* _Exercise requirements_: Scan the entries and tally the lines that include the string "border". Reply with the figure alone.

* _Given data_:
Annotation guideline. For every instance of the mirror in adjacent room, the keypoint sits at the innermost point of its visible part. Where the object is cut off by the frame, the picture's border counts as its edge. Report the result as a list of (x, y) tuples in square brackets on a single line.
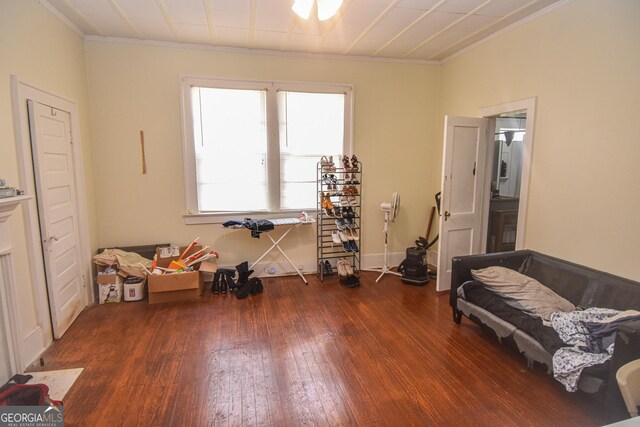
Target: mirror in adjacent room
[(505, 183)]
...
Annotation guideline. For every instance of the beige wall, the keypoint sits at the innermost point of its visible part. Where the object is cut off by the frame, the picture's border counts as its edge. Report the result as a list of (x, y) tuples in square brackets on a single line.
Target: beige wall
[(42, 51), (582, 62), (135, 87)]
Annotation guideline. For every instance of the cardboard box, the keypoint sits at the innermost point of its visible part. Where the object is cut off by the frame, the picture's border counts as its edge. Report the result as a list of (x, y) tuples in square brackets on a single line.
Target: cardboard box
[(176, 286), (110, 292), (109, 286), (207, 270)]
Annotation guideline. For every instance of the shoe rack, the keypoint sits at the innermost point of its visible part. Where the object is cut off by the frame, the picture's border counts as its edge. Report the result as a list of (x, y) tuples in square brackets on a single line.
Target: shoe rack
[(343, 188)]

* _Expected output_: 4